++++ Task input ++++

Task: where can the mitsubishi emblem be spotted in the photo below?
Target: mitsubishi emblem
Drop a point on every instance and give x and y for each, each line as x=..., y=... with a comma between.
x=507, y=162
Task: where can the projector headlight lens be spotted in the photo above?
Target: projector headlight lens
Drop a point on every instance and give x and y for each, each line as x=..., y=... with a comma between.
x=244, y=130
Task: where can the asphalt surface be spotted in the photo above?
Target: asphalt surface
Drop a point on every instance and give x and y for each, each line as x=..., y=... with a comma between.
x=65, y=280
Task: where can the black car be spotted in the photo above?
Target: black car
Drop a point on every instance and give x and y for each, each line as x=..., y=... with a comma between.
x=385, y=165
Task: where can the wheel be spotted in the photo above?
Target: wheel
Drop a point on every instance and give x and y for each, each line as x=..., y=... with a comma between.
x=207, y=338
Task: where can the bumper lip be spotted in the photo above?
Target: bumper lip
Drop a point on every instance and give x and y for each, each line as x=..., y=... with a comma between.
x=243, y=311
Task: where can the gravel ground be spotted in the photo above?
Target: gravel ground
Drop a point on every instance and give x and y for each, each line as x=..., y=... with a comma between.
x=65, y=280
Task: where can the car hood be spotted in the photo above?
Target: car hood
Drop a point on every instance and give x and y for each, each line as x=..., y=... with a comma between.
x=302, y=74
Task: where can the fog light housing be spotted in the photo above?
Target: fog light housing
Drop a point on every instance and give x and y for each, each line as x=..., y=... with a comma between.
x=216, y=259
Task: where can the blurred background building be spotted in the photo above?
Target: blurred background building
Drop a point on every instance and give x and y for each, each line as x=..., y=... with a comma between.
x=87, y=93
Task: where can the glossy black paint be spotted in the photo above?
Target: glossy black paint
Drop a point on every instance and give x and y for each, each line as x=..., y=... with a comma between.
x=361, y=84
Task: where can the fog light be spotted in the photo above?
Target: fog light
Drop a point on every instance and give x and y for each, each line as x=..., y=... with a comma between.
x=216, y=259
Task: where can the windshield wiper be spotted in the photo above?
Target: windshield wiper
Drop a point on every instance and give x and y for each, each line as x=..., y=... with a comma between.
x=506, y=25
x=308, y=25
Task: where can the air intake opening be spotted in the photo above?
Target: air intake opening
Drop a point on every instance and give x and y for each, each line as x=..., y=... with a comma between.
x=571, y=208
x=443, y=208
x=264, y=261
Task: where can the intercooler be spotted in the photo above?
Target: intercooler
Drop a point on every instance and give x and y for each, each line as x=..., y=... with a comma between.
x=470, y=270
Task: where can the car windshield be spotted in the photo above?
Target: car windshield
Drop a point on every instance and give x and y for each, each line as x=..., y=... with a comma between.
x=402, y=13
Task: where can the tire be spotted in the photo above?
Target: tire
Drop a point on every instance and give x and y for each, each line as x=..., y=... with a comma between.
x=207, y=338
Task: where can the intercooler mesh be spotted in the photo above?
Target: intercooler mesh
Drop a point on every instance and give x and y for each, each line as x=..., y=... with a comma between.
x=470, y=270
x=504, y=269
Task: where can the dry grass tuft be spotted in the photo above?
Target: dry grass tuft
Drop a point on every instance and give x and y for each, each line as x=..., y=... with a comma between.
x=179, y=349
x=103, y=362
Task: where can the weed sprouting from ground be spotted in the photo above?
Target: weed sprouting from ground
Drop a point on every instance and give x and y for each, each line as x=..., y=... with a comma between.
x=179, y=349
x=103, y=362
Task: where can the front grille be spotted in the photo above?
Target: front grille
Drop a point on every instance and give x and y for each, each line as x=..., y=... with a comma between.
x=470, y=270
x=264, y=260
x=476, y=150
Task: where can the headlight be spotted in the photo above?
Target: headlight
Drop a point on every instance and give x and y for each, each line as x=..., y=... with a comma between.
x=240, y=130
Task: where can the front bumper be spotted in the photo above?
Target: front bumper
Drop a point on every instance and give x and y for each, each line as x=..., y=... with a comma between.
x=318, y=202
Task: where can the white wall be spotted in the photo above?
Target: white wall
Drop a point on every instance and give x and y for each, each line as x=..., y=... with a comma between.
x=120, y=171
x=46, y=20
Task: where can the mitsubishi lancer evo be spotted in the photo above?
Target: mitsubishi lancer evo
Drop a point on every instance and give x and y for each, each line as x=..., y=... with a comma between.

++++

__Given exercise__
Reproduce all of the entries above word for word, line by line, with nothing changed.

__Result__
Task: where can the mitsubishi emblem be spotted in the photo below?
Target: mitsubishi emblem
Drop a point on every instance and give x and y for each, each line as x=..., y=... with a comma between.
x=507, y=162
Task: where can the projector headlight lens be spotted in the photo above?
Target: projector headlight lens
Drop a point on every instance and give x and y for each, each line as x=..., y=... with a comma between.
x=244, y=130
Task: where can the asphalt surface be spotted in the photo above?
Target: asphalt surface
Drop a point on every instance and give x and y for each, each line as x=..., y=... with a comma between.
x=65, y=280
Task: where can the black car be spotted in the photo above?
Target: black car
Drop a point on every instance and give x and y for each, each line as x=..., y=... with a comma between.
x=385, y=165
Task: where can the wheel be spotted in the photo above?
Target: wheel
Drop a point on every instance and give x and y for each, each line as x=..., y=... with a comma between.
x=207, y=338
Task: where can the bumper lip be spotted in the photo above?
Target: bumper lip
Drop a point on every instance and give x and y for each, each line as x=..., y=... with a comma between.
x=243, y=311
Task: where can the gravel ground be spotted in the photo above?
Target: gravel ground
Drop a point on every instance and give x and y for each, each line as x=..., y=... with a comma between.
x=65, y=280
Task: where can the car hood be spotted in the photo above?
Target: car hood
Drop a point on every instance and give x and y for each, each line as x=..., y=... with a comma between.
x=302, y=74
Task: where can the fog light housing be spotted in the photo above?
Target: fog light housing
Drop a point on every instance and give x and y for each, each line as x=..., y=... with a comma between.
x=216, y=259
Task: where can the blurred background building be spotted in the photo above?
Target: blurred background building
Drop a point on every instance and give x and y for each, each line as x=..., y=... with a comma between.
x=87, y=93
Task: where can the glossy black paint be spotted in the photo above?
Target: glossy black paint
Drop a point on every instance and give x and y for each, each line as x=..., y=... with a comma between.
x=361, y=84
Task: where can the fog light be spotted in the photo above?
Target: fog light
Drop a point on every instance and give x and y for each, each line as x=..., y=... with a comma between.
x=216, y=259
Task: where can the windshield wiper be spotted in the photo above?
Target: windshield wiper
Drop a point on every instance and give x and y for each, each line as x=..., y=... with a comma between.
x=506, y=25
x=308, y=25
Task: where can the air intake opening be spotted in the photo above?
Target: air intake opening
Drop a point on every instance and give x and y for each, each line as x=..., y=... with a comma between.
x=571, y=208
x=443, y=208
x=264, y=261
Task: where can the intercooler be spotted in the photo above?
Target: intercooler
Drop a point on every instance and give x and y for each, each line as x=..., y=... with a comma between.
x=470, y=270
Task: where can the car windshield be spotted in the photo above?
Target: car windshield
Drop a point on every instance and give x and y for each, each line as x=..., y=... with a comma between.
x=402, y=13
Task: where can the tire be spotted in the photo above?
Target: tire
Drop a point on every instance and give x and y for each, each line as x=..., y=... with a comma between.
x=207, y=338
Task: where can the intercooler mesh be spotted in the photo above?
Target: intercooler mesh
Drop a point on every instance and give x and y for each, each line as x=..., y=... with a comma between.
x=470, y=270
x=504, y=269
Task: where can the dry grass tuft be spotted in the photo above?
Target: dry grass tuft
Drop a point on every instance and give x and y for each, each line as x=..., y=... with a comma between.
x=179, y=349
x=103, y=362
Task: where can the weed sprouting from ground be spotted in the photo above?
Target: weed sprouting from ground
Drop a point on every instance and give x and y for each, each line as x=..., y=... with a comma between.
x=179, y=349
x=103, y=362
Task: where can the front grille be spotted in the photo above?
Target: front grille
Drop a point on every instance and give x and y for each, each line as x=..., y=... with a comma between.
x=470, y=270
x=264, y=260
x=476, y=150
Task: where can the headlight be spotted in the photo above?
Target: headlight
Drop a point on every instance and give x and y for each, each line as x=..., y=... with a comma between.
x=240, y=130
Task: where can the front bumper be spotted in the photo above?
Target: front bumper
Drop a point on every instance and give x and y for each, each line as x=..., y=... with a comma between.
x=318, y=202
Task: where can the white wall be spotted in the photo above?
Target: white wall
Drop a point on every instance and give x and y for each, each line as x=..., y=... with a comma between.
x=120, y=171
x=46, y=20
Task: where can the mitsubishi lancer evo be spotted in the photo above?
Target: mitsubishi lancer evo
Drop a point on every instance and give x and y for each, each line as x=..., y=... with a comma between.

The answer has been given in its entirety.